━━ Page text ━━

Background and Significance: CD25 (IL2RA) has been extensively studied as IL2-receptor chains expressed on T- and NK-cells. However, CD25 is sharply upregulated upon BCR-signaling. Mature B-cell lymphoma subtypes (CLL, MCL, DLBCL) that depend on oncogenic BCR-signaling inactivate CD25 by proteolytic cleavage and aggressiveness of disease is associated with low expression CD25 surface levels and high serum levels of cleaved CD25.

Results: Here, we discovered a mechanistic framework of dynamic BCR-feedback control and its dependency on coordinated activity of PKCδ and CD25. To study the role of CD25 in a model of aggressive B-cell lymphoma, we propagated splenic B-cells from CD25-fl/fl mice and transduced them with the CARD11-L232LI oncogene. Induction of Cre-activity in this model resulted in rapid loss of CD25 surface expression and dramatic acceleration of proliferation of CD25-/- B-cell lymphoma cells. Conditional ablation of CD25 during normal B-cell development in vivo (Cd25-fl/fl x Mb1-Cre) resulted in the development of B-cell autoimmunity with pervasive autoantibody production, development of spontaneous germinal centers. RNA-seq and mass spectrometry-based global phosphoproteomic studies revealed that acute ablation of CD25 in CARD11-L232LI B-cell lymphoma resulted in prominent activation of NF-kB gene expression programs, hyperphosphorylation of multiple substrates in the BCR-signaling pathway, including SYK, Src-family kinases, BLNK, NF-kB-components and PKCδ. Conversely, CD25-deletion caused loss of phosphorylation of inhibitory phosphatases SHP1 and SHIP1. Imbalances of control of BCR-signalling following CD25-deletion were confirmed by Western blot, namely hyperphosphorylation of SYK BLNK, ERK, NFKBIA and PKCδ as well as loss of SHP1- and SHIP1-phosphorylation. In addition to Cre-mediated deletion of CD25 in murine B-cell lymphoma cells, we confirmed these results by CRISPR-mediated deletion of CD25 in patient-derived mantle cell lymphoma xenografts (PDX).

━━━
━━ Listed records ━━

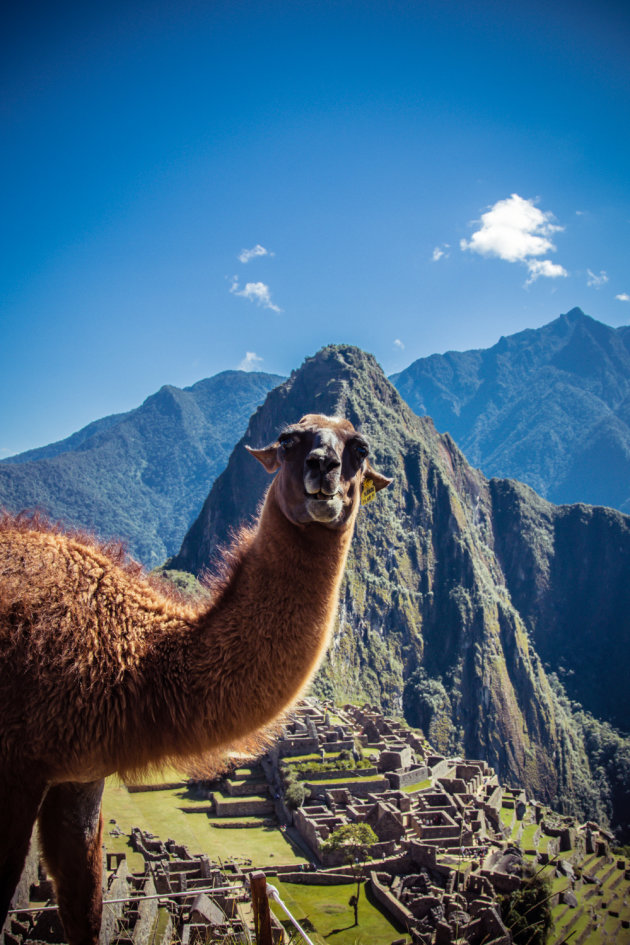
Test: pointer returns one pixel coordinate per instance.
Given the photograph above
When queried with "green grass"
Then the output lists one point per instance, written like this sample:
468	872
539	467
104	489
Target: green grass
326	909
417	786
161	813
527	837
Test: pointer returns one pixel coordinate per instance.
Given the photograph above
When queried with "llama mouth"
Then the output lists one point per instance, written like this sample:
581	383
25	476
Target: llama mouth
321	496
323	507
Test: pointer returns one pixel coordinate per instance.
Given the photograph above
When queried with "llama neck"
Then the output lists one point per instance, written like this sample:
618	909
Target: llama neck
256	649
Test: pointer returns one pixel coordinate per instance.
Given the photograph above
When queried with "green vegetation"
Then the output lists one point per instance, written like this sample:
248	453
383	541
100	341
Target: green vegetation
527	911
172	813
354	840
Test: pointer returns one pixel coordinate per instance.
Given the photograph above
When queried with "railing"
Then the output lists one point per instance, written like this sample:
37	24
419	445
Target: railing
262	891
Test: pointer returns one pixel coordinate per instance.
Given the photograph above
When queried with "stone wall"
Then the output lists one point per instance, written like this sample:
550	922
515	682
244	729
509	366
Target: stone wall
402	779
393	906
359	788
243	808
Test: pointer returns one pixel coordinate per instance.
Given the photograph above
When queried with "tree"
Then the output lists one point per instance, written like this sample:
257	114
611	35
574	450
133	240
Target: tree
355	840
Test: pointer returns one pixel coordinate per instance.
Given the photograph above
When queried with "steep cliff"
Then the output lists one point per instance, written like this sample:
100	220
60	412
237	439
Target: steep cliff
438	617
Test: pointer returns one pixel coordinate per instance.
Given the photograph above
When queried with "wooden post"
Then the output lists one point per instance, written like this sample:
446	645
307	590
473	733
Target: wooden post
260	903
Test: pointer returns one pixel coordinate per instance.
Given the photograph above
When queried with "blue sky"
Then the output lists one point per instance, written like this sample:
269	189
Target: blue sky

━━━

Problems to solve:
- a) Decide whether each statement below agrees with the CD25 abstract. (i) In the CARD11-L232LI lymphoma model, loss of CD25 slowed the proliferation of the lymphoma cells. (ii) Deleting CD25 caused loss of phosphorylation of the phosphatases SHP1 and SHIP1. (iii) The findings were confirmed by CRISPR-mediated deletion of CD25 in patient-derived mantle cell lymphoma xenografts. For each, answer yes or no and quote the deciding words.
- b) Reproduce the stretch of the CD25 abstract from "Background and Significance: CD25" through "of cleaved CD25.".

Outputs by task:
- a)
(i) No: "dramatic acceleration of proliferation of CD25-/- B-cell lymphoma cells"
(ii) Yes: "CD25-deletion caused loss of phosphorylation of inhibitory phosphatases SHP1 and SHIP1"
(iii) Yes: "we confirmed these results by CRISPR-mediated deletion of CD25 in patient-derived mantle cell lymphoma xenografts (PDX)"

- b)
Background and Significance: CD25 (IL2RA) has been extensively studied as IL2-receptor chains expressed on T- and NK-cells. However, CD25 is sharply upregulated upon BCR-signaling. Mature B-cell lymphoma subtypes (CLL, MCL, DLBCL) that depend on oncogenic BCR-signaling inactivate CD25 by proteolytic cleavage and aggressiveness of disease is associated with low expression CD25 surface levels and high serum levels of cleaved CD25.